* [Source excerpt]
────

# PE Resume



## wongdaisiu (Jun 20, 2011)

Hi All:

Just wanted some thoughts on having a PE and the resume. I've noticed that some people put "PE" or a variation of it following their name (e.g. wongdaisiu, PE).

Somehow I feel that I need to put "Licensed Professional Engineer, IL" somewhere in the body of the resume. All this seems a little bit redundant, and hence I am thinking about chucking the PE after my name.

Any guidance will be much appreciated. Thanks in advance.


----------



## picusld (Jun 21, 2011)

wongdaisiu said:


> Hi All:
> Just wanted some thoughts on having a PE and the resume. I've noticed that some people put "PE" or a variation of it following their name (e.g. wongdaisiu, PE).
> 
> Somehow I feel that I need to put "Licensed Professional Engineer, IL" somewhere in the body of the resume. All this seems a little bit redundant, and hence I am thinking about chucking the PE after my name.
> ...


IMHO, if you are going to work at a place where the PE will have any value, the person looking at the resume will know what it means.


----------



## knight1fox3 (Jun 21, 2011)

I actually just updated my resume with this. I put "PE" after my name at the very top of my resume. On page two I created a brief separate section entitled "PROFESSIONAL REGISTRATION" and indicated there "Professional Engineer, State of XX, 20XX". Also agree with picusld as well. Any company that places value on having a PE will certainly know what it means.

────

Excerpts from a pointing dataset:
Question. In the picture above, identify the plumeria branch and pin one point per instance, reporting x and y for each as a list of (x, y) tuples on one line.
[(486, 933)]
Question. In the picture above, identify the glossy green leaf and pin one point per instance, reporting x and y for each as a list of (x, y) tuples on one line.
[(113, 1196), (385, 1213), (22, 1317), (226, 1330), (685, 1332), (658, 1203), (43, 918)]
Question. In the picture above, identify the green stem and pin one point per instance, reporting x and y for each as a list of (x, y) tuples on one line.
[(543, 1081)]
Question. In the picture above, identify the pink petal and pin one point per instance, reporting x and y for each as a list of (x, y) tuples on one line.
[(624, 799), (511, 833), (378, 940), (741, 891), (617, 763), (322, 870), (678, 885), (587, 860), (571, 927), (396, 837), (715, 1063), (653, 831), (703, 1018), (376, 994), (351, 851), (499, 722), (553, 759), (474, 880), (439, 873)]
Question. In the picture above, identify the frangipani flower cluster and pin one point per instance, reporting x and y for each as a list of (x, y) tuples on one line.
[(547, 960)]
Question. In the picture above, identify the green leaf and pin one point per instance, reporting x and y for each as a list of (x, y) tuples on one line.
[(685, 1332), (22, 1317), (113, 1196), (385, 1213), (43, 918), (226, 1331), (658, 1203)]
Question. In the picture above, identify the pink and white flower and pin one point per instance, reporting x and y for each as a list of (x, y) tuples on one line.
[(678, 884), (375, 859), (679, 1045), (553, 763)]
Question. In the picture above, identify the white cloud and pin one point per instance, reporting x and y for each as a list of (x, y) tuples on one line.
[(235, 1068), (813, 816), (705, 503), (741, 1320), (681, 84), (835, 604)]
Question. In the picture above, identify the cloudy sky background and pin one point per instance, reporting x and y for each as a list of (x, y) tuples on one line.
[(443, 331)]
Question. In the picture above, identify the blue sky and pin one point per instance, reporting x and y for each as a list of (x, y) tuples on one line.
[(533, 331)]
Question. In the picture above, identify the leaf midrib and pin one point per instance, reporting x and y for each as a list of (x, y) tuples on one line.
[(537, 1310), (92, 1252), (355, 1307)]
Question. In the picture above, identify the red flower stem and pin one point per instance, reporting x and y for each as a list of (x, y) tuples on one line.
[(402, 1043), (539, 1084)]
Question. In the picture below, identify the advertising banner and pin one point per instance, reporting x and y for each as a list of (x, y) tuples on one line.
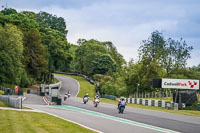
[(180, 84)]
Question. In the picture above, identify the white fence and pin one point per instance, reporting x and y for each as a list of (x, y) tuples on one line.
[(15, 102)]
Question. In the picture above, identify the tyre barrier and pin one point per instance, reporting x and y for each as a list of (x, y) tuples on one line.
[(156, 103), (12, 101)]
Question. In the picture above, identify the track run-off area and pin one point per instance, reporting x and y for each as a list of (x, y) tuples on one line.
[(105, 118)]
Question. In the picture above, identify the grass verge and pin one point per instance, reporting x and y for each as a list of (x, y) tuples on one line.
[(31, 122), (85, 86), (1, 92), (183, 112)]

────

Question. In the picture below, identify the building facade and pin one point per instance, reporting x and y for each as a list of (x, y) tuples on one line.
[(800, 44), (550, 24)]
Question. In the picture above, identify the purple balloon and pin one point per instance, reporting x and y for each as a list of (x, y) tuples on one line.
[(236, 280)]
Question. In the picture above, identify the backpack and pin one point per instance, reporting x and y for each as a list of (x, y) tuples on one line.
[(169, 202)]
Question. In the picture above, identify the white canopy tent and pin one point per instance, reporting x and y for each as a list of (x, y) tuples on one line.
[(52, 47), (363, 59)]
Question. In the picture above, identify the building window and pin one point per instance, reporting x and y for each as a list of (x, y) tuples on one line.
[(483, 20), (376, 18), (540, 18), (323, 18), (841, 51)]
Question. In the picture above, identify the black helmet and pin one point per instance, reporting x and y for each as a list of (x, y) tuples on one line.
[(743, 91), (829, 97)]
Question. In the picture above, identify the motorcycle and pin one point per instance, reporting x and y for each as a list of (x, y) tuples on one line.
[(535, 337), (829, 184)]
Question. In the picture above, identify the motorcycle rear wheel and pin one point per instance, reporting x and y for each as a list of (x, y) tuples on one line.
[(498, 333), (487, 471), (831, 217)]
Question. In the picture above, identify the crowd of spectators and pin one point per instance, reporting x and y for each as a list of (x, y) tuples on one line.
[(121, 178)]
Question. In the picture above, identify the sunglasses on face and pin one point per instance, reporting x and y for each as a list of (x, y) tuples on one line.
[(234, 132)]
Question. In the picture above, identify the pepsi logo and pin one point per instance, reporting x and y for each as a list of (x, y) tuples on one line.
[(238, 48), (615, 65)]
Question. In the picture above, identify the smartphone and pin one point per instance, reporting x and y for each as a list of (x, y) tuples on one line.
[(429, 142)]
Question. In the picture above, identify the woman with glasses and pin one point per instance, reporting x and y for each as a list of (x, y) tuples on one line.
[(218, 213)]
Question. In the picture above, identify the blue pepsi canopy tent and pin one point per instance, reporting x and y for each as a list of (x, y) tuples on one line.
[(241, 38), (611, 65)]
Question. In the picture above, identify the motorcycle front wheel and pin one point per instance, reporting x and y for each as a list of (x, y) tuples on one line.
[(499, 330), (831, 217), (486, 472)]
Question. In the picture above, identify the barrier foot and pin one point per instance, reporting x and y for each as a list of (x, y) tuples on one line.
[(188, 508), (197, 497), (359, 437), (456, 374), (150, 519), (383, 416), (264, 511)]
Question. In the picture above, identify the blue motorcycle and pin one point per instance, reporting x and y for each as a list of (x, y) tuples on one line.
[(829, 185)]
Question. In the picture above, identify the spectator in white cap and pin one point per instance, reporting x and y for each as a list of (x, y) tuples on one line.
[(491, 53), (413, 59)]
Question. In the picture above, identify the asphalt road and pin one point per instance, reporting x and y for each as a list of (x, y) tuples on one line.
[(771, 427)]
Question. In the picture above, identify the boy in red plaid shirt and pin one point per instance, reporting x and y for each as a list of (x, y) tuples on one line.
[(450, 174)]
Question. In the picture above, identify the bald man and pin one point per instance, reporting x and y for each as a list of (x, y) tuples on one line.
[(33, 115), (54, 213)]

────

* [Parts of the exercise]
- 1) In the listing, convert the lines from the one containing "Question. In the picture above, identify the woman" through the one containing "[(218, 213)]" into a JSON list of strings, one string per line, leaving out blank lines.
- 2) Carry on the forum thread about showing a PE license on a resume from where it stops.

* [Task responses]
- 1)
[
  "Question. In the picture above, identify the woman with glasses and pin one point per instance, reporting x and y for each as a list of (x, y) tuples on one line.",
  "[(218, 213)]"
]

- 2)
----------



## wongdaisiu (Jun 21, 2011)

Sorry...my question was putting it in two places, would it be redundant? I was assuming that whoever was looking at the resume would know what PE means.



knight1fox3 said:


> I actually just updated my resume with this. I put "PE" after my name at the very top of my resume. On page two I created a brief separate section entitled "PROFESSIONAL REGISTRATION" and indicated there "Professional Engineer, State of XX, 20XX". Also agree with picusld as well. Any company that places value on having a PE will certainly know what it means.


----------



## snickerd3 (Jun 21, 2011)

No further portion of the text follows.